## [Exercise brief]
Reproduce every line of the items below verbatim, without altering anything.

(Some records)
— START —

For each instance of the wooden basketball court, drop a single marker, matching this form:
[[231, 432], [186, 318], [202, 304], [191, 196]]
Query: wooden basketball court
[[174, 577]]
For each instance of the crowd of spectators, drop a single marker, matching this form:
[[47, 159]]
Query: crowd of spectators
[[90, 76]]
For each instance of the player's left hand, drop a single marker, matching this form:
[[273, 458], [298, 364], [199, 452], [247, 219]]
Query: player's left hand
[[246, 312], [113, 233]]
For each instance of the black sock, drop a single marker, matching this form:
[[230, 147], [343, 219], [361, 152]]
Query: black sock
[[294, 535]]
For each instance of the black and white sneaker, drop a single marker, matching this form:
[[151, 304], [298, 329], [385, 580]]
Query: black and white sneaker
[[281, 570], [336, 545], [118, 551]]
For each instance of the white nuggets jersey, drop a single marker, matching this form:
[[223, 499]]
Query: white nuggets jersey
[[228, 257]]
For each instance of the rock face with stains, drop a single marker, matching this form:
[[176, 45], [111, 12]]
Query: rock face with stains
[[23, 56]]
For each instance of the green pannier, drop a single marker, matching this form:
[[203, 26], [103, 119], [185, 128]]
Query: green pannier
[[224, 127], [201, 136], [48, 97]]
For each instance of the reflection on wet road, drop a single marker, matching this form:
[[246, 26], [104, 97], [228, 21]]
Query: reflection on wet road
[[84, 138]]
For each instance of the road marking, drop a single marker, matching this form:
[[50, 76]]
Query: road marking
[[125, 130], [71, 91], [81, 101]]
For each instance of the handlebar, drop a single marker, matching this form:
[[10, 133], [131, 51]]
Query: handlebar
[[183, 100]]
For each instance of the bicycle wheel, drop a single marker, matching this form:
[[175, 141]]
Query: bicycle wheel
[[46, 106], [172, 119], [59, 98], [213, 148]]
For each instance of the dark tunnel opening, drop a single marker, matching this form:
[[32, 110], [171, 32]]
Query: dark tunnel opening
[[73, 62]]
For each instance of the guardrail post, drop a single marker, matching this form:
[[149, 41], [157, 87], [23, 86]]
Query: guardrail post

— END —

## [Worked answer]
For each instance of the wooden basketball court, drop a single marker, matching this form:
[[231, 432], [186, 318], [202, 304], [191, 196]]
Query: wooden basketball court
[[174, 577]]
For each instance of the crowd of spectators, drop a single marker, matching this form:
[[47, 159]]
Query: crowd of spectators
[[90, 76]]
For each instance of the player's left hand, drop a single marker, matching this form:
[[273, 458], [298, 364], [199, 452], [247, 219]]
Query: player's left hand
[[246, 312], [113, 233]]
For each instance of the black sock, drop a single marker, matching this form:
[[230, 147], [343, 219], [361, 152]]
Query: black sock
[[294, 535]]
For each instance of the black and white sneaker, drop a single marker, matching this form:
[[151, 304], [298, 329], [385, 580]]
Query: black and white sneaker
[[281, 570], [336, 545], [118, 551]]
For each instance of the white nuggets jersey, drop a single marker, matching this form:
[[223, 499]]
Query: white nuggets jersey
[[228, 257]]
For each instance of the rock face with stains, drop a single marker, matching this form:
[[176, 45], [111, 12]]
Query: rock face with stains
[[23, 56]]
For each instance of the green pannier, drop a single marker, matching this form:
[[203, 26], [103, 119], [185, 128]]
Query: green pannier
[[224, 127], [201, 136], [48, 97]]
For each instance of the reflection on wet road, drop a single marker, matching this form:
[[246, 26], [104, 97], [228, 21]]
Query: reflection on wet road
[[84, 138]]
For each instance of the road marking, drop a single marker, matching this form:
[[50, 76]]
Query: road marking
[[125, 130], [71, 91], [81, 101]]
For each instance of the handlebar, drop a single marker, matching this form:
[[10, 133], [131, 51]]
Query: handlebar
[[183, 100]]
For each instance of the bicycle wheel, drop a single marker, matching this form:
[[175, 141]]
Query: bicycle wheel
[[46, 106], [172, 119], [59, 98], [213, 148]]
For each instance of the dark tunnel opening, drop a single marker, matching this form:
[[32, 110], [171, 32]]
Query: dark tunnel opening
[[73, 62]]
For each instance of the guardrail post, drop a single marker, matching this form:
[[149, 41], [157, 87], [23, 86]]
Query: guardrail post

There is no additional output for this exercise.